* PROBLEM REQUIREMENTS: Reproduce the complete DomainVerse paper summary below, word for word.

* SELECTED EXTRACT:
------

DomainVerse: A Benchmark Towards Real-World Distribution Shifts For Tuning-Free Adaptive Domain Generalization
Feng Hou, Jin Yuan, Ying Yang, Yang Liu, Yang Zhang, Cheng Zhong, Zhongchao Shi, Jianping Fan, Yong Rui, Zhiqiang He
TL;DR
This work tackles real-world distribution shifts by introducing DomainVerse, a large-scale synthetic benchmark with hierarchical, decomposable domain shifts across 390 fine-grained combinations and 18 coarse domains, generated in a Unity-based environment. It reframes domain generalization as Adaptive Domain Generalization (ADG) for vision-language models and proposes tuning-free methods Domain CLIP and Domain++ CLIP that inject domain priors into prompts, eliminating costly fine-tuning. Across tuning-free, test-time adaptation, traditional DG benchmarks, and synthetic-to-real transfer to DWild, the proposed methods consistently improve over zero-shot CLIP and post-processing baselines, achieving SOTA-like performance on DomainVerse and competitive gains on PACS and Office-Home. The results demonstrate the practicality of using domain-aware prompts and LLM-generated domain descriptors to bridge real-world distribution gaps in zero-shot and test-time settings, with DomainVerse serving as a robust evaluation platform for ADG research.
Abstract
Traditional cross-domain tasks, including domain adaptation and domain generalization, rely heavily on training model by source domain data. With the recent advance of vision-language models (VLMs), viewed as natural source models, the cross-domain task changes to directly adapt the pre-trained source model to arbitrary target domains equipped with prior domain knowledge, and we name this task Adaptive Domain Generalization (ADG). However, current cross-domain datasets have many limitations, such as unrealistic domains, unclear domain definitions, and the inability to fine-grained domain decomposition, which drives us to establish a novel dataset DomainVerse for ADG. Benefiting from the introduced hierarchical definition of domain shifts, DomainVerse consists of about 0.5 million images from 390 fine-grained realistic domains. With the help of the constructed DomainVerse and VLMs, we propose two methods called Domain CLIP and Domain++ CLIP for tuning-free adaptive domain generalization. Extensive and comprehensive experiments demonstrate the significance of the dataset and the effectiveness of the proposed methods.

------

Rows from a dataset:

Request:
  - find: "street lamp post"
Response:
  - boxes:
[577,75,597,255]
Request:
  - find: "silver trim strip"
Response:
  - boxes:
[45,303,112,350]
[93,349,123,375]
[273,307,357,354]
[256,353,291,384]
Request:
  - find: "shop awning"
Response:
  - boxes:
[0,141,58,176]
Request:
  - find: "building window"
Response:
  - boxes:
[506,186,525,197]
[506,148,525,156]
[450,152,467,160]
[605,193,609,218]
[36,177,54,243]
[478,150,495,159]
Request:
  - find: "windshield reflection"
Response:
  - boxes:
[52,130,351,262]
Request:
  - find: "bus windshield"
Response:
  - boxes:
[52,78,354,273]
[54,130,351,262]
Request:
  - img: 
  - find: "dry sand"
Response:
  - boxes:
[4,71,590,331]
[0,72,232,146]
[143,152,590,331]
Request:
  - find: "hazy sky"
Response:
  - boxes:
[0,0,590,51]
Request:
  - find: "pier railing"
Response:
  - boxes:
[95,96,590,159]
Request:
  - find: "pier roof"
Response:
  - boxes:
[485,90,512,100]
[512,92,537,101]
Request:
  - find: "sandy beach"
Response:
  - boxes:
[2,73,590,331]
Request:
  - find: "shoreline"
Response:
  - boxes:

------

* ANSWER TO THE EXERCISE:
DomainVerse: A Benchmark Towards Real-World Distribution Shifts For Tuning-Free Adaptive Domain Generalization
Feng Hou, Jin Yuan, Ying Yang, Yang Liu, Yang Zhang, Cheng Zhong, Zhongchao Shi, Jianping Fan, Yong Rui, Zhiqiang He
TL;DR
This work tackles real-world distribution shifts by introducing DomainVerse, a large-scale synthetic benchmark with hierarchical, decomposable domain shifts across 390 fine-grained combinations and 18 coarse domains, generated in a Unity-based environment. It reframes domain generalization as Adaptive Domain Generalization (ADG) for vision-language models and proposes tuning-free methods Domain CLIP and Domain++ CLIP that inject domain priors into prompts, eliminating costly fine-tuning. Across tuning-free, test-time adaptation, traditional DG benchmarks, and synthetic-to-real transfer to DWild, the proposed methods consistently improve over zero-shot CLIP and post-processing baselines, achieving SOTA-like performance on DomainVerse and competitive gains on PACS and Office-Home. The results demonstrate the practicality of using domain-aware prompts and LLM-generated domain descriptors to bridge real-world distribution gaps in zero-shot and test-time settings, with DomainVerse serving as a robust evaluation platform for ADG research.
Abstract
Traditional cross-domain tasks, including domain adaptation and domain generalization, rely heavily on training model by source domain data. With the recent advance of vision-language models (VLMs), viewed as natural source models, the cross-domain task changes to directly adapt the pre-trained source model to arbitrary target domains equipped with prior domain knowledge, and we name this task Adaptive Domain Generalization (ADG). However, current cross-domain datasets have many limitations, such as unrealistic domains, unclear domain definitions, and the inability to fine-grained domain decomposition, which drives us to establish a novel dataset DomainVerse for ADG. Benefiting from the introduced hierarchical definition of domain shifts, DomainVerse consists of about 0.5 million images from 390 fine-grained realistic domains. With the help of the constructed DomainVerse and VLMs, we propose two methods called Domain CLIP and Domain++ CLIP for tuning-free adaptive domain generalization. Extensive and comprehensive experiments demonstrate the significance of the dataset and the effectiveness of the proposed methods.